- Exercise directions: Exact reproduction of the following data is required.

- Saved entries:
◇ ◇ ◇

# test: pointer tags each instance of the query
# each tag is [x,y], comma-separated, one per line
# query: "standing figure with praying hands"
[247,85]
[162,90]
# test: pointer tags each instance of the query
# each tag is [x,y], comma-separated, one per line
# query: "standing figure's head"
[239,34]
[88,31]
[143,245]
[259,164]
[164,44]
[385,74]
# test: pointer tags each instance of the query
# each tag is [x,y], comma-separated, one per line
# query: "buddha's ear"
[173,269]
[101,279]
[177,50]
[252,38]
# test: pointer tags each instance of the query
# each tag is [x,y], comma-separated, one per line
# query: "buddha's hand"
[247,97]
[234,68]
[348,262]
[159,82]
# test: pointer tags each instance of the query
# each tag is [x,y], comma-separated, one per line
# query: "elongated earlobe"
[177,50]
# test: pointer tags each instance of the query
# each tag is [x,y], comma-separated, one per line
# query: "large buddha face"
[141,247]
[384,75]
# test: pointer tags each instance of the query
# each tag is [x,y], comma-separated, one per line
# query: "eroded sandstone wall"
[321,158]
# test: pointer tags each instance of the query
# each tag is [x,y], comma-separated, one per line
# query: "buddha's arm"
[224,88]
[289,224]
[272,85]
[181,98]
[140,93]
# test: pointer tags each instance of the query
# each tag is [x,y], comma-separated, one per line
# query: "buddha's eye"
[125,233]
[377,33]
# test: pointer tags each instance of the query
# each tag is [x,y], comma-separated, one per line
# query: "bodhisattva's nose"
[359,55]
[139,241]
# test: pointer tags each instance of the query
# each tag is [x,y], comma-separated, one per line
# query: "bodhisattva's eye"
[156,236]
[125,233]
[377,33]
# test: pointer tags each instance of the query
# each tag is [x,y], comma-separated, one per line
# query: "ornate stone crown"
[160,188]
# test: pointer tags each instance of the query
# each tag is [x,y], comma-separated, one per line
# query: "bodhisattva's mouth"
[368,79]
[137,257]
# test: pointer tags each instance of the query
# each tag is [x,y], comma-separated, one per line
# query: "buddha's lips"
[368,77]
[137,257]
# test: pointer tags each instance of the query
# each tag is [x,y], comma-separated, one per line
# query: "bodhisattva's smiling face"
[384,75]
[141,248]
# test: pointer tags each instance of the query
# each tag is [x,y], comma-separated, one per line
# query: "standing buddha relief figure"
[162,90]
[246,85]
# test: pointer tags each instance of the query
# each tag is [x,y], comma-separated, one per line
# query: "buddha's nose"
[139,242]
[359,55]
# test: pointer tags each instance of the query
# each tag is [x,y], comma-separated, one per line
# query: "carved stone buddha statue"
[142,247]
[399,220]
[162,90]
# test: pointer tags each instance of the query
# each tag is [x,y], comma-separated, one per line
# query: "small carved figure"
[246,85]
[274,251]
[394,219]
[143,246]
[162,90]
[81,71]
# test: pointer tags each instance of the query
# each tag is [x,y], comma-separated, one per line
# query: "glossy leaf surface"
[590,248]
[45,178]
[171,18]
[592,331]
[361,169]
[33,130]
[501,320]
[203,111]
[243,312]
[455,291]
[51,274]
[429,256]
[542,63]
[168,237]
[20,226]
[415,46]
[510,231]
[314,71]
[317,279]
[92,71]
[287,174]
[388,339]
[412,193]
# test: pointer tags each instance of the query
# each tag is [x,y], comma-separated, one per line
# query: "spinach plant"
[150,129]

◇ ◇ ◇

- Written solution:
# test: pointer tags each instance of the query
# each tag is [x,y], comma-separated, one per line
# query: "standing figure with praying hands"
[247,85]
[162,90]
# test: pointer tags each instance of the query
# each tag is [x,y], comma-separated, one per line
# query: "standing figure's head"
[239,34]
[88,31]
[143,245]
[259,164]
[164,44]
[385,74]
# test: pointer tags each instance of the query
# each tag is [x,y], comma-separated, one per line
# query: "buddha's ear"
[173,269]
[101,279]
[177,50]
[252,38]
# test: pointer tags each instance of the query
# each tag is [x,y], comma-separated, one per line
# query: "buddha's hand"
[247,97]
[234,68]
[348,262]
[159,82]
# test: pointer tags each instance of the query
# each tag is [x,y], comma-separated, one per line
# query: "elongated earlobe"
[177,50]
# test: pointer tags each instance of the query
# each tag is [x,y], comma-separated, one per line
# query: "large buddha face"
[141,247]
[384,75]
# test: pointer tags each instance of the query
# each tag is [x,y], comma-separated, one per line
# query: "eroded sandstone wall"
[321,158]
# test: pointer tags each instance of the query
# each tag is [x,y], comma-separated, one per line
# query: "buddha's arm"
[224,88]
[289,224]
[272,85]
[181,98]
[140,93]
# test: pointer tags each instance of the query
# each tag is [x,y], comma-separated, one per line
# query: "buddha's eye"
[125,233]
[377,33]
# test: pointer tags each instance of the query
# each tag is [x,y], comma-separated, one per line
# query: "bodhisattva's nose"
[359,55]
[139,241]
# test: pointer tags each instance of the query
# each tag is [x,y], comma-separated, one per line
# query: "bodhisattva's eye"
[156,236]
[125,233]
[377,33]
# test: pointer tags each instance of the query
# each tag is [x,y], comma-separated, one per line
# query: "ornate stone crown"
[160,188]
# test: pointer tags each instance of the query
# each tag is [x,y], comma-separated, one per line
# query: "bodhisattva's mouth"
[368,79]
[137,257]
# test: pointer tags each instance of the query
# each tag is [x,y], comma-separated, one per line
# query: "buddha's lips"
[368,77]
[137,257]
# test: pointer tags each instance of the query
# each tag is [x,y], comma-separated, one per line
# query: "bodhisattva's smiling face"
[384,75]
[141,248]
# test: pointer tags each instance of the query
# each tag is [x,y], comma-separated, one per line
# query: "standing buddha relief figure"
[162,90]
[246,85]
# test: pointer tags each instance of the query
# each tag is [x,y], comma-separated, one per line
# query: "buddha's nose"
[139,242]
[359,55]
# test: pointer tags each instance of the query
# each tag is [x,y], comma-separated, one per line
# query: "carved stone buddha statue"
[142,247]
[399,220]
[162,90]
# test: pointer tags each instance of the query
# each tag is [x,y], comma-separated, one per line
# query: "small carved figure"
[246,85]
[274,251]
[394,219]
[143,246]
[162,90]
[81,71]
# test: pointer tags each instance of the query
# each tag is [x,y], comma-separated, one per line
# query: "glossy leaf surface"
[590,248]
[45,178]
[171,18]
[592,331]
[361,169]
[33,130]
[501,320]
[203,111]
[243,312]
[455,291]
[51,274]
[429,256]
[542,63]
[168,237]
[20,226]
[415,46]
[510,231]
[314,71]
[317,279]
[92,71]
[287,174]
[388,339]
[412,193]
# test: pointer tags each instance of the query
# each tag is [x,y], comma-separated, one per line
# query: "spinach plant"
[150,129]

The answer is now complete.